* INSTRUCTIONS TO FOLLOW *
Quote exactly, and only, the lines of the material below from the line with "Target: coastline" through the line with "like [(271, 144)]".

* INPUT RECORDS *
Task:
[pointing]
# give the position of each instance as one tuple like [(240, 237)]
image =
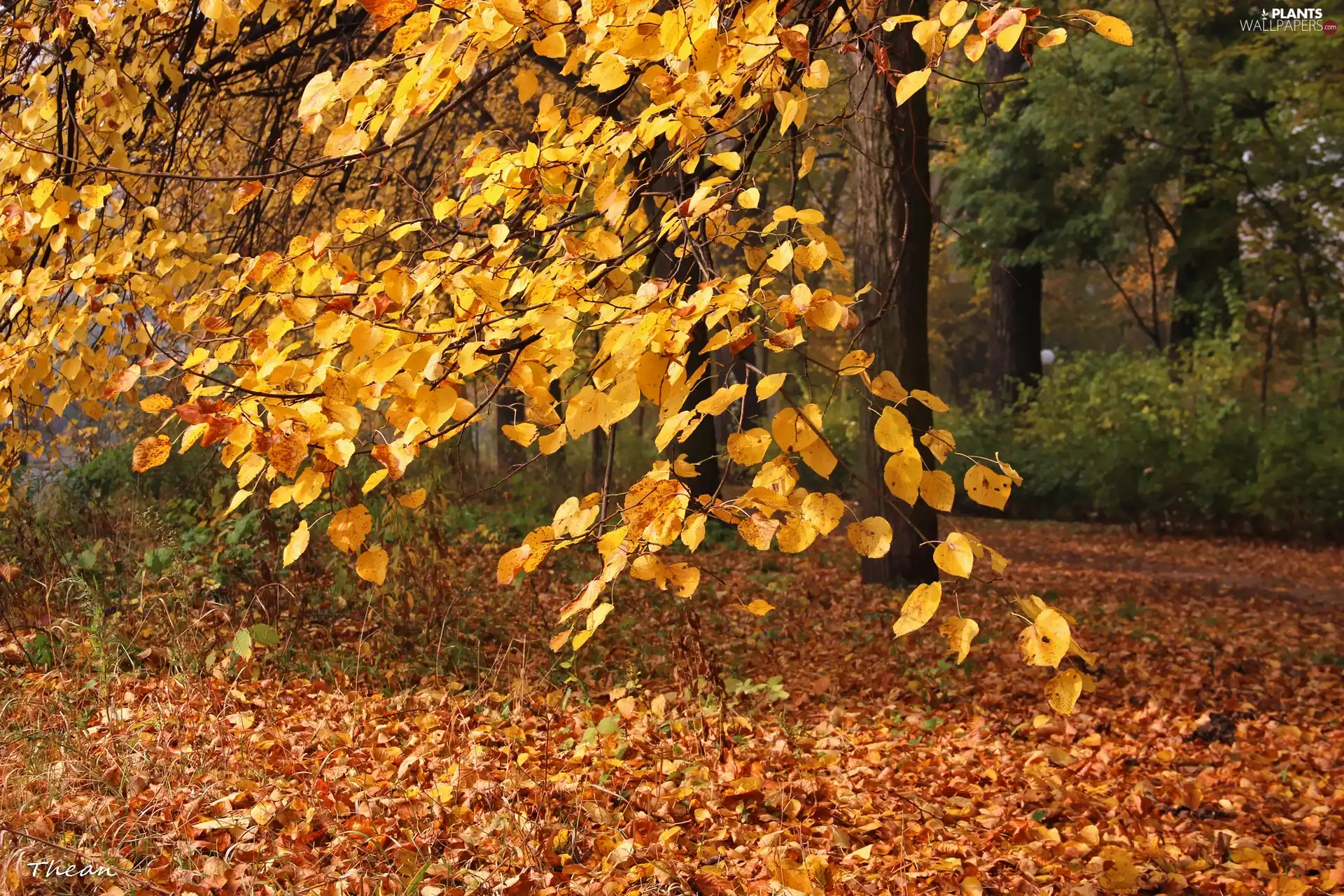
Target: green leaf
[(264, 634)]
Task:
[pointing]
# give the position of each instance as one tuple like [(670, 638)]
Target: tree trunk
[(1208, 251), (1014, 289), (891, 245), (1015, 320), (702, 445)]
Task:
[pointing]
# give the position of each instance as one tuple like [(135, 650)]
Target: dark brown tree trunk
[(1015, 289), (1208, 253), (701, 448), (891, 248), (1015, 321)]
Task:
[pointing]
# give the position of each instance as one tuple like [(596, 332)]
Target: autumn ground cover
[(393, 750)]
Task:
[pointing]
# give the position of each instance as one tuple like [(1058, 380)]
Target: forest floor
[(440, 757)]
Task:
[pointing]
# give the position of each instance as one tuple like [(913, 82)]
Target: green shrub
[(1172, 445)]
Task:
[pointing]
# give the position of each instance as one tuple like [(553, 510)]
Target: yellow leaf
[(749, 448), (886, 384), (121, 381), (1009, 36), (892, 431), (758, 608), (1063, 691), (904, 473), (771, 384), (796, 431), (608, 74), (918, 609), (929, 399), (1046, 641), (958, 34), (722, 399), (527, 83), (955, 556), (986, 486), (511, 564), (371, 566), (823, 511), (298, 543), (155, 403), (925, 34), (727, 160), (692, 531), (683, 580), (302, 190), (758, 531), (952, 13), (244, 194), (796, 535), (910, 85), (511, 11), (553, 441), (151, 453), (1119, 869), (552, 46), (820, 458), (855, 362), (239, 496), (523, 433), (1114, 30), (940, 444), (809, 155), (387, 13), (899, 20), (960, 633), (781, 257), (974, 48), (937, 489), (1053, 38), (374, 480), (412, 31), (349, 528), (872, 538)]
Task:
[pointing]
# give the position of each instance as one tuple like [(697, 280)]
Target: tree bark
[(1015, 321), (1015, 290), (891, 245), (702, 445), (1208, 250)]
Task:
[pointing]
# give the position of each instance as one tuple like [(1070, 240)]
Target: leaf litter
[(722, 751)]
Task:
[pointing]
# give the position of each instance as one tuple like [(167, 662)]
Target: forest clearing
[(689, 448), (1209, 758)]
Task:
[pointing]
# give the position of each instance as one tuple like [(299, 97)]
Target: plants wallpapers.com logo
[(1288, 19)]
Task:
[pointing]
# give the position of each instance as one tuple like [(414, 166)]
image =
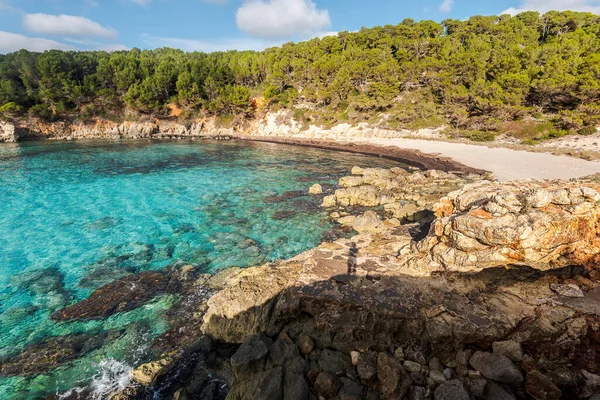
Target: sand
[(505, 164)]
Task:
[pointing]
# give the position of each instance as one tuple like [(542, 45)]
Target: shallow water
[(75, 216)]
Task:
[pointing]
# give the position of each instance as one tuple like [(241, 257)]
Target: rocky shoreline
[(455, 287)]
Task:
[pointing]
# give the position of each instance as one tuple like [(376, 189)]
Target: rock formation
[(452, 289)]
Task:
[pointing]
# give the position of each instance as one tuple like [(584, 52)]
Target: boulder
[(487, 225), (540, 387), (368, 222), (496, 367), (509, 348), (315, 189), (451, 390)]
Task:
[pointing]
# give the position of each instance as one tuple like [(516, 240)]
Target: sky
[(216, 25)]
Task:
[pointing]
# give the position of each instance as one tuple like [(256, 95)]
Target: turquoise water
[(75, 216)]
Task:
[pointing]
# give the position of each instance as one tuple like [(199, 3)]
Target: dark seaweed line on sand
[(411, 157)]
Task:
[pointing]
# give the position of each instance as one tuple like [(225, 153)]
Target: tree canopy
[(474, 74)]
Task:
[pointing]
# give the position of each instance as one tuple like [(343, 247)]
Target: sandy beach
[(505, 164)]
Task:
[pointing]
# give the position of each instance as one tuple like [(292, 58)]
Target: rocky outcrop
[(408, 310), (545, 226)]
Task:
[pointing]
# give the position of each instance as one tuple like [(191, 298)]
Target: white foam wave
[(114, 376)]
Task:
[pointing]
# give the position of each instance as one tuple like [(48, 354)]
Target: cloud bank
[(66, 25), (281, 18), (10, 42)]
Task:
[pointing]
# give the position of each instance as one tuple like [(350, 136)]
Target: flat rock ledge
[(454, 287)]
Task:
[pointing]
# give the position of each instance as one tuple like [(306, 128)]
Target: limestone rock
[(487, 225), (147, 374), (315, 189), (368, 222), (569, 290), (509, 348)]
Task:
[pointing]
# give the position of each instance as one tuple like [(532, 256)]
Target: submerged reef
[(453, 287)]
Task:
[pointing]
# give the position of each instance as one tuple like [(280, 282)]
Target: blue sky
[(211, 25)]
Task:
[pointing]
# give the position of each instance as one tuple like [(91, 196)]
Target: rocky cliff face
[(273, 125)]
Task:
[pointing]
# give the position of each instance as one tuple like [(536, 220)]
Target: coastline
[(424, 149), (427, 305)]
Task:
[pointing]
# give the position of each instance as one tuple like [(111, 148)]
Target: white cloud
[(111, 47), (10, 42), (66, 25), (209, 46), (559, 5), (281, 18), (446, 6)]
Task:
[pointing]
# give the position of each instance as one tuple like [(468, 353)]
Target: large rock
[(541, 225), (496, 367)]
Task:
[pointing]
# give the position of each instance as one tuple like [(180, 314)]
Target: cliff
[(279, 124)]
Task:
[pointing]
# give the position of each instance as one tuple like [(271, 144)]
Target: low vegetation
[(530, 76)]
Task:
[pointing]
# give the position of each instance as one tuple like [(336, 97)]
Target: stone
[(315, 189), (451, 390), (350, 390), (250, 357), (148, 374), (540, 387), (354, 355), (509, 348), (536, 198), (412, 366), (393, 381), (437, 376), (416, 393), (368, 222), (329, 201), (120, 296), (495, 391), (569, 290), (335, 362), (462, 356), (399, 352), (327, 385), (367, 365), (476, 386), (305, 344), (498, 368)]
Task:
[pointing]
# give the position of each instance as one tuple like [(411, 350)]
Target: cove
[(76, 216)]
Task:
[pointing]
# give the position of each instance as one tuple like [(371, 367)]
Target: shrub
[(41, 111), (587, 130)]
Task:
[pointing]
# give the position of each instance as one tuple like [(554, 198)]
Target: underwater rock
[(284, 214), (47, 286), (102, 223), (41, 357), (120, 296), (285, 196)]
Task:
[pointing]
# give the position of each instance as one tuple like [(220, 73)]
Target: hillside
[(530, 76)]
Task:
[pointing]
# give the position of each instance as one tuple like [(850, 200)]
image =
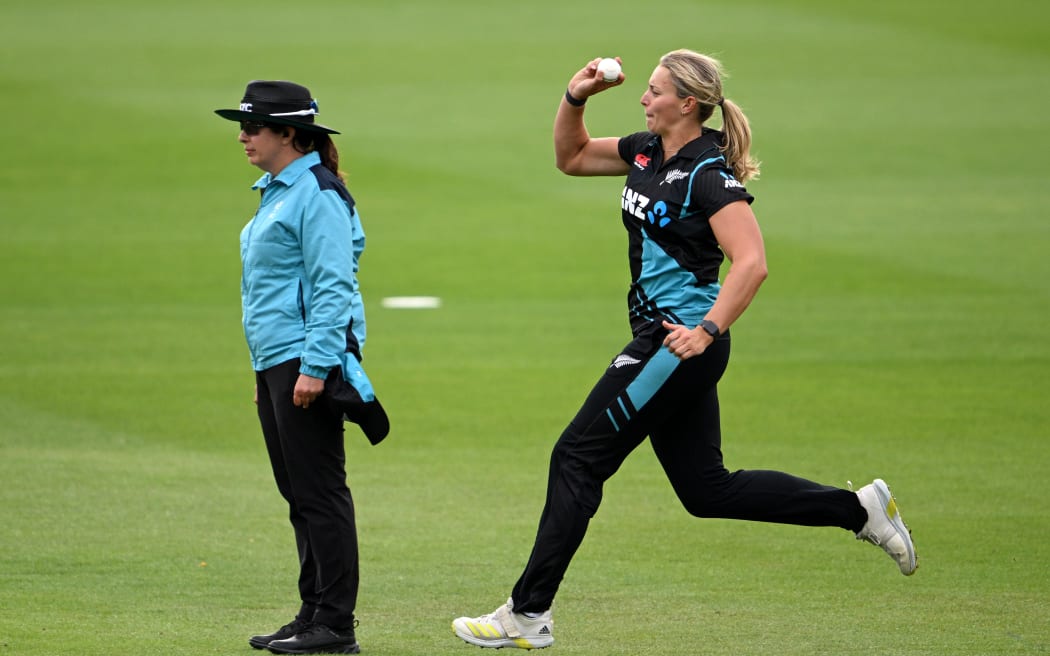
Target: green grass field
[(901, 334)]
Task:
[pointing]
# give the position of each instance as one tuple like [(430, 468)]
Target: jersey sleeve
[(631, 145), (714, 187)]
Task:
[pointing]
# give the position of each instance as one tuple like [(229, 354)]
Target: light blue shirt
[(299, 259)]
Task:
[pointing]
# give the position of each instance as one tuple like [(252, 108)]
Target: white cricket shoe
[(504, 628), (884, 527)]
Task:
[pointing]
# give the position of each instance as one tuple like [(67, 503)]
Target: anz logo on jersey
[(636, 204)]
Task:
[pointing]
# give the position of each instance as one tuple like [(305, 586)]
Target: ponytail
[(737, 146), (700, 77), (306, 142)]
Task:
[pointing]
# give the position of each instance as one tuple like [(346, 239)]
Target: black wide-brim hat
[(277, 102)]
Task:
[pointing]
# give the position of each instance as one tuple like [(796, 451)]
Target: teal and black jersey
[(674, 256)]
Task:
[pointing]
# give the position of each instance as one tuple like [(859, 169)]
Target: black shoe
[(317, 639), (289, 630)]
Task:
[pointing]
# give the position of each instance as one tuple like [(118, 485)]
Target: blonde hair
[(700, 77)]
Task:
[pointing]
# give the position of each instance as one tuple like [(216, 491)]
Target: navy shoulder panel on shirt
[(632, 144), (327, 181)]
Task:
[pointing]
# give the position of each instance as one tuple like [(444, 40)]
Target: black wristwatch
[(710, 328)]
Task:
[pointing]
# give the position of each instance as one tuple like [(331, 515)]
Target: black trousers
[(646, 392), (306, 448)]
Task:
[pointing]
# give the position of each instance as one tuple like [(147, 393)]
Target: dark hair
[(307, 141)]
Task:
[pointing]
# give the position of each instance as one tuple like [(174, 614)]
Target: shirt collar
[(291, 172)]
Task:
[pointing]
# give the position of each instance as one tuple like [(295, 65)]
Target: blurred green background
[(901, 333)]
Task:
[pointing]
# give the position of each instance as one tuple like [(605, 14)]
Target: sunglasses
[(251, 128)]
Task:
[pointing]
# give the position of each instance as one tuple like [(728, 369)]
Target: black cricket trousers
[(306, 448), (647, 390)]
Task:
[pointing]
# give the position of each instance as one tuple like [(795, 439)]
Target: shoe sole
[(893, 512), (336, 649), (501, 642)]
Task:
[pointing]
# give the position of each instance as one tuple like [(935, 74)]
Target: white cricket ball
[(609, 69)]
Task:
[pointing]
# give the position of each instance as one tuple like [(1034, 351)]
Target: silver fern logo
[(623, 361)]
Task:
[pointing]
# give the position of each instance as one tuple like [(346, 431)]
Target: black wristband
[(575, 102), (711, 328)]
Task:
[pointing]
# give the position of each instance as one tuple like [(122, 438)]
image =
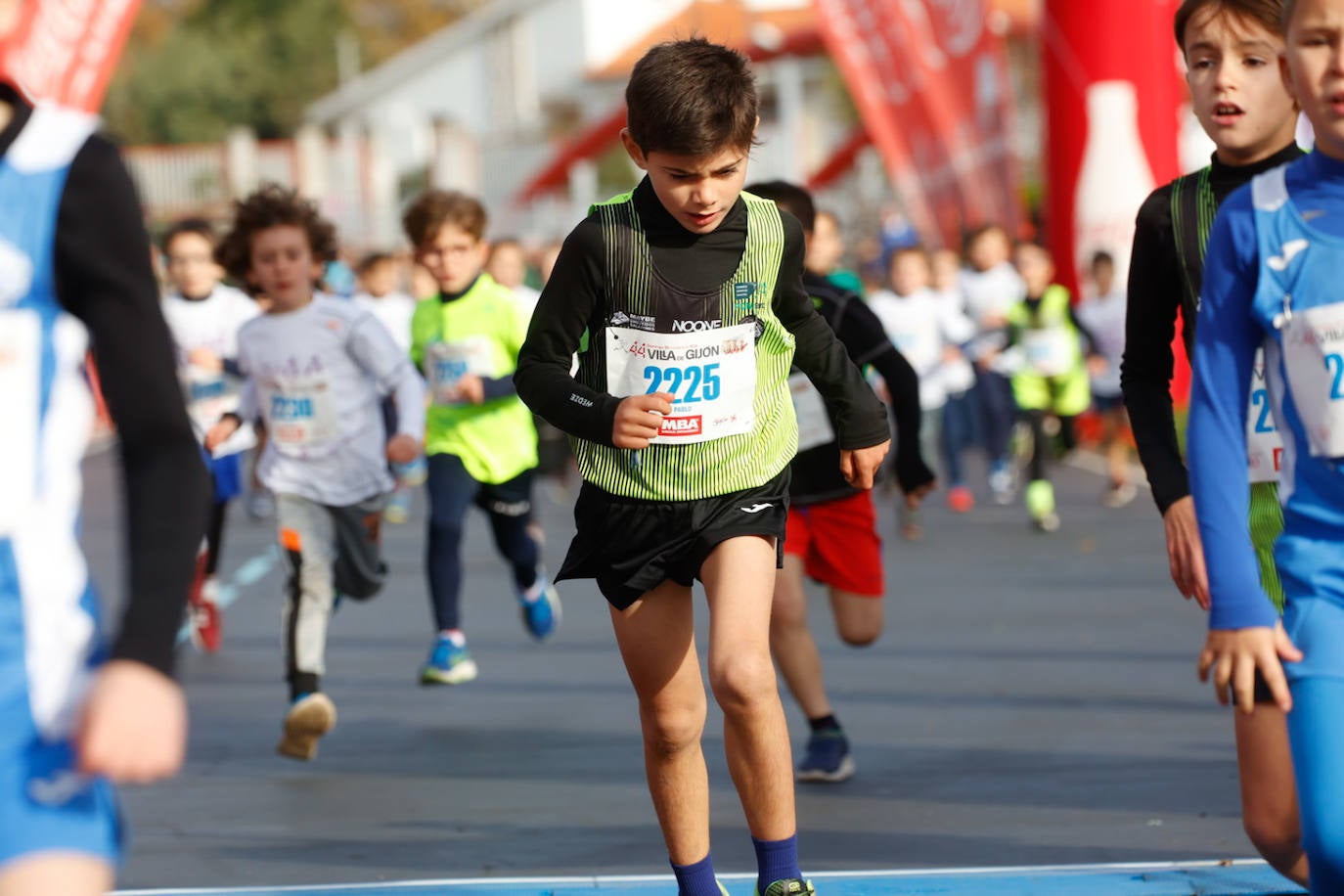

* OUTPUT OF THE EXERCISE *
Target: coastline
[(424, 149), (427, 305)]
Task:
[pointing]
# give the position of each instance as one tuple like [(111, 148)]
Target: white cloud
[(111, 47), (10, 42), (66, 25), (209, 46), (559, 5), (281, 18), (446, 6)]
Task:
[pointing]
# give the position of each instance as one tuple like [(468, 353)]
Target: large rock
[(541, 225), (496, 367)]
Task:
[pointing]
# give the position of each instance as one tuple like [(180, 314)]
Target: cliff
[(279, 124)]
Task:
[pointing]
# give the position of each instance as one tuple like [(271, 144)]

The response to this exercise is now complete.